The exercise:
Reproduce every line in the stretch from the beginning through the line containing "[104, 20, 200, 352]", leaving the wording unchanged. Shift each bounding box in the answers by adding 44 to all four of its coordinates.
--- Begin Given entries ---
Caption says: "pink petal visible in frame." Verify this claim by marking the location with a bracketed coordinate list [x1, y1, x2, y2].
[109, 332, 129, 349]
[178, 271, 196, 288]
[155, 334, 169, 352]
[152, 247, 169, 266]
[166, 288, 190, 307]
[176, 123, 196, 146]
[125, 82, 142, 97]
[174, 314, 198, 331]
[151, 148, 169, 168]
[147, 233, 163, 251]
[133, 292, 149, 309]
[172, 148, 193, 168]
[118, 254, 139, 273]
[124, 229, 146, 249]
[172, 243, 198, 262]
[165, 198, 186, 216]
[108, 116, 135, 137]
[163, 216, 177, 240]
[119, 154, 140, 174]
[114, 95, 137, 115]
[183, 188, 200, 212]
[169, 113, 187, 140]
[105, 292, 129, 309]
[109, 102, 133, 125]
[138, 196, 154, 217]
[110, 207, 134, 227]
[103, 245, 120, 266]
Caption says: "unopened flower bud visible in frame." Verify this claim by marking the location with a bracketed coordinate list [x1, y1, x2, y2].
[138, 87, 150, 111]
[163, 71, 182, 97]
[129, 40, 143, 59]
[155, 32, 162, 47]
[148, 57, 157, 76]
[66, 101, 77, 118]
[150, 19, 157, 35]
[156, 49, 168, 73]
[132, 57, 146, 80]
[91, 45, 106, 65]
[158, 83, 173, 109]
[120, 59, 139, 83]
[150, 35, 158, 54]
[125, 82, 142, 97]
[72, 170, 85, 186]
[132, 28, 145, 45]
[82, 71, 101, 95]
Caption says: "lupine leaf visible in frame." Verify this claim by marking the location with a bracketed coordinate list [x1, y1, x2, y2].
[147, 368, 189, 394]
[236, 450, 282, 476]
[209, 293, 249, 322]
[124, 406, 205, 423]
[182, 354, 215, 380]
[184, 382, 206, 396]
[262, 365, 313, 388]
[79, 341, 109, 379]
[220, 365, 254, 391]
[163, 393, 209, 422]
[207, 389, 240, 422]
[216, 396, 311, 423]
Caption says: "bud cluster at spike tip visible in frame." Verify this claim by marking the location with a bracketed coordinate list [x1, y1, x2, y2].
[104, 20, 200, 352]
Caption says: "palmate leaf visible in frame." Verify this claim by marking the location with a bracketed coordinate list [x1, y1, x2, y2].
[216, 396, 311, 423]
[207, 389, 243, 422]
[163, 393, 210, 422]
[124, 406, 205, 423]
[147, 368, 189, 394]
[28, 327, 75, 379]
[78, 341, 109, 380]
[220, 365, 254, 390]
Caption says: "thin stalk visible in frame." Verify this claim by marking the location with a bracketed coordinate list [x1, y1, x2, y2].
--- End Given entries ---
Task result:
Caption says: "pink petal visible in frame." Verify this claim by marking the location with a bracketed coordinate list [x1, y1, x2, y2].
[153, 376, 173, 393]
[222, 315, 240, 332]
[199, 378, 213, 396]
[196, 291, 213, 310]
[210, 332, 234, 351]
[220, 167, 240, 190]
[169, 126, 186, 141]
[218, 358, 242, 375]
[195, 192, 213, 212]
[191, 277, 207, 295]
[177, 336, 193, 353]
[216, 192, 237, 212]
[162, 298, 183, 317]
[168, 273, 190, 293]
[216, 287, 242, 306]
[209, 242, 230, 260]
[152, 160, 179, 181]
[207, 260, 221, 284]
[163, 198, 184, 218]
[158, 139, 181, 159]
[227, 232, 244, 256]
[213, 157, 231, 184]
[149, 336, 173, 353]
[153, 146, 177, 169]
[182, 240, 198, 261]
[154, 251, 178, 271]
[147, 289, 164, 310]
Caption says: "unopened flower bud visible in frame." Verify this claim by marking the location with a bracketed coordinate list [x1, y1, x2, y2].
[182, 131, 194, 155]
[207, 115, 226, 141]
[173, 84, 187, 103]
[199, 76, 206, 91]
[192, 101, 201, 120]
[110, 145, 121, 162]
[194, 63, 201, 79]
[200, 93, 212, 117]
[176, 101, 190, 124]
[135, 89, 150, 109]
[202, 127, 217, 153]
[164, 103, 183, 127]
[194, 79, 202, 98]
[169, 126, 186, 141]
[116, 214, 129, 230]
[176, 72, 189, 89]
[126, 115, 145, 139]
Caption says: "lupine leaf visible in frame." Verify this claim by marking the location with a bracketed coordinate list [x1, y1, x2, y2].
[191, 412, 233, 438]
[280, 494, 326, 520]
[253, 337, 293, 366]
[168, 450, 249, 467]
[226, 398, 259, 424]
[228, 426, 250, 440]
[306, 409, 357, 432]
[123, 385, 153, 423]
[264, 409, 298, 435]
[207, 437, 253, 466]
[251, 433, 284, 466]
[260, 440, 355, 467]
Caption says: "bud cluster at spike tip visible in frame." Verify this claim by marking the location with a bracketed coordinate list [x1, y1, x2, y2].
[148, 64, 244, 396]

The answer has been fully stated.